RECORDS FOR PROCESSING —
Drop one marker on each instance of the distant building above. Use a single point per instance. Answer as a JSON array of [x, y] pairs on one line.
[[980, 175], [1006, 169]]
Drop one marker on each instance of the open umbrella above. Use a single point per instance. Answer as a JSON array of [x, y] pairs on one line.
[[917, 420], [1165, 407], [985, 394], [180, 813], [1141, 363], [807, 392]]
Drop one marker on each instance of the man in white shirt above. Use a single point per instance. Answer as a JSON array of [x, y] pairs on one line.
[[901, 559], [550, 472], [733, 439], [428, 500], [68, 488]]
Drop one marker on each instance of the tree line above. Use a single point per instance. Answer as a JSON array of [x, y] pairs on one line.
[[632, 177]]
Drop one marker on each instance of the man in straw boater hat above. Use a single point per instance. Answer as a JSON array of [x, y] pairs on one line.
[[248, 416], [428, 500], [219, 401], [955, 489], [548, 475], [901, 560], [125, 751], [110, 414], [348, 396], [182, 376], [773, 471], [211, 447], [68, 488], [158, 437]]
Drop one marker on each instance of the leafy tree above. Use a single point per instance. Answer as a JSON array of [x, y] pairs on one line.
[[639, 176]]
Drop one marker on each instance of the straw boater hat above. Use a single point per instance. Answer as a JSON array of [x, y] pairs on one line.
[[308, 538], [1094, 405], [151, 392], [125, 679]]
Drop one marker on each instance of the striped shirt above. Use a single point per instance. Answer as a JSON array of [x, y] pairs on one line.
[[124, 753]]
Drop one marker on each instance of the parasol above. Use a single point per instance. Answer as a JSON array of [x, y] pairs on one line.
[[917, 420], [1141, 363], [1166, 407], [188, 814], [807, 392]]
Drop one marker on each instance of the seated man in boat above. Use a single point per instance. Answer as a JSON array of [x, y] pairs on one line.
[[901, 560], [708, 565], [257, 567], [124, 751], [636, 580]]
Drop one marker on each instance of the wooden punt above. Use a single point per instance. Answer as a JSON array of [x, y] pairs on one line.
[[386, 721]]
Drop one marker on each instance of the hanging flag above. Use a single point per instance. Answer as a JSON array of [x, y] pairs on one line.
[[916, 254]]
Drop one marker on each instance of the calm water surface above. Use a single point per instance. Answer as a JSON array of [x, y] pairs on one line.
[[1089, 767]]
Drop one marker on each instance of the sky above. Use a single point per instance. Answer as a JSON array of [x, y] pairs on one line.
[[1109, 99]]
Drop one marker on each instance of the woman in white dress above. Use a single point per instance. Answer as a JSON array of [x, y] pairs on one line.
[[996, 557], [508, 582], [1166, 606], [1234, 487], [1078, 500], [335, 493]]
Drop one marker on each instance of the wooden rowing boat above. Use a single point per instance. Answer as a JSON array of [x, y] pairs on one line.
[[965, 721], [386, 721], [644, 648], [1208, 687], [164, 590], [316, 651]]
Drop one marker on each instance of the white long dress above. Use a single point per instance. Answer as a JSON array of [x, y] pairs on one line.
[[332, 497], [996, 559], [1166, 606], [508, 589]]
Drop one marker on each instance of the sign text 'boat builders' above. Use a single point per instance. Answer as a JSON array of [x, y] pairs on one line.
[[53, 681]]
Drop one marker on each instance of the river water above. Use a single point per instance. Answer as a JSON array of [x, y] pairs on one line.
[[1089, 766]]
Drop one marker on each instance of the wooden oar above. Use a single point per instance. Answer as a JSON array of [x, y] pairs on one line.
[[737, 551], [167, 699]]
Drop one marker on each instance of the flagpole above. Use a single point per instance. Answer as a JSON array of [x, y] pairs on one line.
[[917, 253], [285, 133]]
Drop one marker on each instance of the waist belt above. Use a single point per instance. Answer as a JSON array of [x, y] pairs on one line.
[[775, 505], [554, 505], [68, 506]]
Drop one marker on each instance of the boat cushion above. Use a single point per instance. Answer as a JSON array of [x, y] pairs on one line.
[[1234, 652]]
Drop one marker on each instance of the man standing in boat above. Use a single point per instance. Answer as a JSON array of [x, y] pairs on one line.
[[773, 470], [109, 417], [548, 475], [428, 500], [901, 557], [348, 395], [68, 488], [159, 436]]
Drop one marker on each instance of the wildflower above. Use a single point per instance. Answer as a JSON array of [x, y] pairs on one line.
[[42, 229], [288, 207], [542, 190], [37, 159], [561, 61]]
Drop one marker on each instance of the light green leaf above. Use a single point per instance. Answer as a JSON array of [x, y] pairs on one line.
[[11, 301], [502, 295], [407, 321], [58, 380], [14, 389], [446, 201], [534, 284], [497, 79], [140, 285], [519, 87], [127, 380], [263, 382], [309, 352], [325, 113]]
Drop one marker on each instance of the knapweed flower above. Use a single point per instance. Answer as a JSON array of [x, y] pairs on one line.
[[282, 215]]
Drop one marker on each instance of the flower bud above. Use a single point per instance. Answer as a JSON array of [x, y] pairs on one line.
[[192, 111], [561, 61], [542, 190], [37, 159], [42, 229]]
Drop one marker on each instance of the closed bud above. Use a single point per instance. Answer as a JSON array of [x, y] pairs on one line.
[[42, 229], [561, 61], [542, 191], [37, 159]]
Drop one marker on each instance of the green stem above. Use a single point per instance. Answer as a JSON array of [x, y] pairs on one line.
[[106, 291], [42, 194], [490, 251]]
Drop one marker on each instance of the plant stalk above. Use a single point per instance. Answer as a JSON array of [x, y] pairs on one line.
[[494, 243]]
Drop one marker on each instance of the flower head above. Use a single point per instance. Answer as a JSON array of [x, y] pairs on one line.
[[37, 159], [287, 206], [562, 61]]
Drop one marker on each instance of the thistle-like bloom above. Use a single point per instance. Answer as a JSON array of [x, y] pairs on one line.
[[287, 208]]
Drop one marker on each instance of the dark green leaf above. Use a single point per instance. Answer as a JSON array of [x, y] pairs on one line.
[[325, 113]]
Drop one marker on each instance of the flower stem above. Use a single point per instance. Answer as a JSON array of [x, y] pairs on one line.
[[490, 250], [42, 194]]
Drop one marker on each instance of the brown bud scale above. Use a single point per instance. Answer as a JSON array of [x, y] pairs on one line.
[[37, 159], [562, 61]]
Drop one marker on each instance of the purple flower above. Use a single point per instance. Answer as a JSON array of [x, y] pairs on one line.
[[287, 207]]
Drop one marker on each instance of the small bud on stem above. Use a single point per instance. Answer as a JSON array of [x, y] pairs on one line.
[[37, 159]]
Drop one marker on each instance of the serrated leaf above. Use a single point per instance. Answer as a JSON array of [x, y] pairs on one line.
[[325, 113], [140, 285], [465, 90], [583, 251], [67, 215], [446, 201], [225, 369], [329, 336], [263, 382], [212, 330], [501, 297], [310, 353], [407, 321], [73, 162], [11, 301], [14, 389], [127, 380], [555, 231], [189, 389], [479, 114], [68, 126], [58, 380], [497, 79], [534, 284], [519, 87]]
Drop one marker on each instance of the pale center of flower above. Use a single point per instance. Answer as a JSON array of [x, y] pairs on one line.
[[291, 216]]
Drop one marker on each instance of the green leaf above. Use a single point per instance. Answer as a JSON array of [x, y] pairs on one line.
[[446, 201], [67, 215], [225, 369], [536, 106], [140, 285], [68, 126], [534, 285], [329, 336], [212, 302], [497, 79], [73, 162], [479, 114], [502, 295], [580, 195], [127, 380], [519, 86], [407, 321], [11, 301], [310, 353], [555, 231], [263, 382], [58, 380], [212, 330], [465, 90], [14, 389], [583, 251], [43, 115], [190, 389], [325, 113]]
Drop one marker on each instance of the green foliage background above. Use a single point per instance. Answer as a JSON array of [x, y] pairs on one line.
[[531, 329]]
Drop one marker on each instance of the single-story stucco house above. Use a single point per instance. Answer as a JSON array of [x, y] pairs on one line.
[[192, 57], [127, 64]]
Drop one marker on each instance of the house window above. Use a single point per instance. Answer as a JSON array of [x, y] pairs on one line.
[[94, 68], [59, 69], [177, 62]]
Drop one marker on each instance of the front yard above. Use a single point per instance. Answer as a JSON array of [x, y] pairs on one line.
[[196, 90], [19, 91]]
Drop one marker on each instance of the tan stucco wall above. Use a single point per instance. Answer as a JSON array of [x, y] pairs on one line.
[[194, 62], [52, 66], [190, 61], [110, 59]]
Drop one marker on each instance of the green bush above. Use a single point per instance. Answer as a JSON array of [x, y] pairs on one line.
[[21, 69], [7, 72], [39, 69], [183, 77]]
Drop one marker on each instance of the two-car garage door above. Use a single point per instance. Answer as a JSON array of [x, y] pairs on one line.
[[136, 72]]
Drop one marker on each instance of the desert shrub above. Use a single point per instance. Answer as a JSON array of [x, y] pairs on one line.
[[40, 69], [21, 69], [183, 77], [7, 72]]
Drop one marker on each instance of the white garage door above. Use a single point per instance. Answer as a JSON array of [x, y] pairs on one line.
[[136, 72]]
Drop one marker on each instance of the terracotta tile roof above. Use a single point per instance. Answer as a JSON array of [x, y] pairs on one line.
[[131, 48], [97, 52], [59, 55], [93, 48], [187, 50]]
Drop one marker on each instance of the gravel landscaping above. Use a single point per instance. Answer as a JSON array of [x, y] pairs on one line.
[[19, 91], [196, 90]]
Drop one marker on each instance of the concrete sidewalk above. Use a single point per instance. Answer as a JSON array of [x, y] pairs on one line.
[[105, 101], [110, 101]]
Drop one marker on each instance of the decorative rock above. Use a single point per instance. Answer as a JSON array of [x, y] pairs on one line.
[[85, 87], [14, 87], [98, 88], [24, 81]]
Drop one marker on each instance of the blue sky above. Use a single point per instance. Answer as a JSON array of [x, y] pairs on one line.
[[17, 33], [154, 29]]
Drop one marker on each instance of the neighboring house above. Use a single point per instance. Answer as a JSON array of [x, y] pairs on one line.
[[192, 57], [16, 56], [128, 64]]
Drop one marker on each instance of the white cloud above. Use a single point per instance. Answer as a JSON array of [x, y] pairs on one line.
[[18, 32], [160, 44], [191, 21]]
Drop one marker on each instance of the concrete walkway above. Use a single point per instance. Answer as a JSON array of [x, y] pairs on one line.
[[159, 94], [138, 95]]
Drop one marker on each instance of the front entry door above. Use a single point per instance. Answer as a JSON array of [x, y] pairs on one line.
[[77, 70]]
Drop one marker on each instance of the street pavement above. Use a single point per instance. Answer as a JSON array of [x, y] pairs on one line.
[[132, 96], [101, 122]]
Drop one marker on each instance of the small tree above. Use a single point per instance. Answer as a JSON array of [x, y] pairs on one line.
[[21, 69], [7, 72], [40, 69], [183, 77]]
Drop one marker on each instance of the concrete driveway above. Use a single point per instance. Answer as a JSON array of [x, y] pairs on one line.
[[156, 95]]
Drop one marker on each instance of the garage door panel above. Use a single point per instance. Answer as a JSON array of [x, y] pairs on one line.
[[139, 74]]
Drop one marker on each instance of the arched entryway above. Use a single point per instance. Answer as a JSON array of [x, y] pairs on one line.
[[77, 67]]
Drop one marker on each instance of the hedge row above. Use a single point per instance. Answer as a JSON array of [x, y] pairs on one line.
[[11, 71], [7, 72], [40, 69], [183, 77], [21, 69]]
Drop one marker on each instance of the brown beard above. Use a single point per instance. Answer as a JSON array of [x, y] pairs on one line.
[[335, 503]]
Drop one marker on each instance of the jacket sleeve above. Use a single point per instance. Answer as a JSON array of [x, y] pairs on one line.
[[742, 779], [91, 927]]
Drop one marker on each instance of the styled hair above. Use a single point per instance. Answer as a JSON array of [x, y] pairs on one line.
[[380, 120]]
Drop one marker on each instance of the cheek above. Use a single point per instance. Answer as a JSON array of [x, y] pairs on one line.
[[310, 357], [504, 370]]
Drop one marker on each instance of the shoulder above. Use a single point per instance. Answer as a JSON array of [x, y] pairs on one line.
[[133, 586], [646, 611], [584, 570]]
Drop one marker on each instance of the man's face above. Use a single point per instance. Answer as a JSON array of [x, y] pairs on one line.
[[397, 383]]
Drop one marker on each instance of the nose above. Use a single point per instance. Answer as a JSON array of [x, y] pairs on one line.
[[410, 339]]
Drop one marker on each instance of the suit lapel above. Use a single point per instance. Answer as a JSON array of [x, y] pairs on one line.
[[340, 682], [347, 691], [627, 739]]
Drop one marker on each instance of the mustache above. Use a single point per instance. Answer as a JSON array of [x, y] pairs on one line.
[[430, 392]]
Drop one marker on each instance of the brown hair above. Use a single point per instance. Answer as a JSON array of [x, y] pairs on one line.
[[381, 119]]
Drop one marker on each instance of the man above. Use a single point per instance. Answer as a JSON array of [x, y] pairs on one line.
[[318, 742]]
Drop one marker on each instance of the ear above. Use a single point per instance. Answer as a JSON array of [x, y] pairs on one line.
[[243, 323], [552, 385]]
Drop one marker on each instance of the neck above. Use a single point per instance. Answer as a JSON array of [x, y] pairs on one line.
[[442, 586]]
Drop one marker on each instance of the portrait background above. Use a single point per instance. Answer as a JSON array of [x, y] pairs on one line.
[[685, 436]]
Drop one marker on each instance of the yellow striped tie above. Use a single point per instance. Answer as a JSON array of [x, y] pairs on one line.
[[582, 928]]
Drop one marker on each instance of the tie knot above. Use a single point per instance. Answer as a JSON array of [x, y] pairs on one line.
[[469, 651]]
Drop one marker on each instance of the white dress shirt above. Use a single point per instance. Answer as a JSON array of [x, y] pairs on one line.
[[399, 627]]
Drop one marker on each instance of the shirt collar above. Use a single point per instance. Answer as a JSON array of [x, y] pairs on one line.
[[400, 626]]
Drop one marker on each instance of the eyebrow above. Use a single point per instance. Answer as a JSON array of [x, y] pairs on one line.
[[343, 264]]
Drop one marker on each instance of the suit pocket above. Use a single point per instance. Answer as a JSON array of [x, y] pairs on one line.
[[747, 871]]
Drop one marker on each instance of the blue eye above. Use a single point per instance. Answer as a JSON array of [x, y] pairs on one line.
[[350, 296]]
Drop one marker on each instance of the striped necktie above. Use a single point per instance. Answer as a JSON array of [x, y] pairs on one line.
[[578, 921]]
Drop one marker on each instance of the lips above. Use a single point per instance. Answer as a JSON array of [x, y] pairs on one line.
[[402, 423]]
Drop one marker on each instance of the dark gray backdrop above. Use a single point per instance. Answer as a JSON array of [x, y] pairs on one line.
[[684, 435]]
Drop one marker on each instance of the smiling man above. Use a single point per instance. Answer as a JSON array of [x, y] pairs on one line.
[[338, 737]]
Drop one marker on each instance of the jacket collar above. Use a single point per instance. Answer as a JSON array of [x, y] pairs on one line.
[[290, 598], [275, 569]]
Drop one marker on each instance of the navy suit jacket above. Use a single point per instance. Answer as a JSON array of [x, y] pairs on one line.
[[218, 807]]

STATED EXERCISE —
In the data above, turn the lines from the one containing "Drop one marker on each instance of the tan" through the one containing "[[21, 69], [7, 72], [39, 69], [183, 77]]" into a numbered list, leaving out any blank lines.

COMPLETE ANSWER —
1. Drop one marker on each instance of the tan stucco wall above. Use a single point per instance. Answer as a JSON array of [x, y] pairs on one line.
2. [[194, 62], [52, 66], [190, 61], [110, 59]]
3. Drop one marker on each instance of the green bush above. Use a single point per instance. Answer as a JSON array of [x, y] pairs on one line.
4. [[21, 69], [7, 72], [39, 69], [183, 77]]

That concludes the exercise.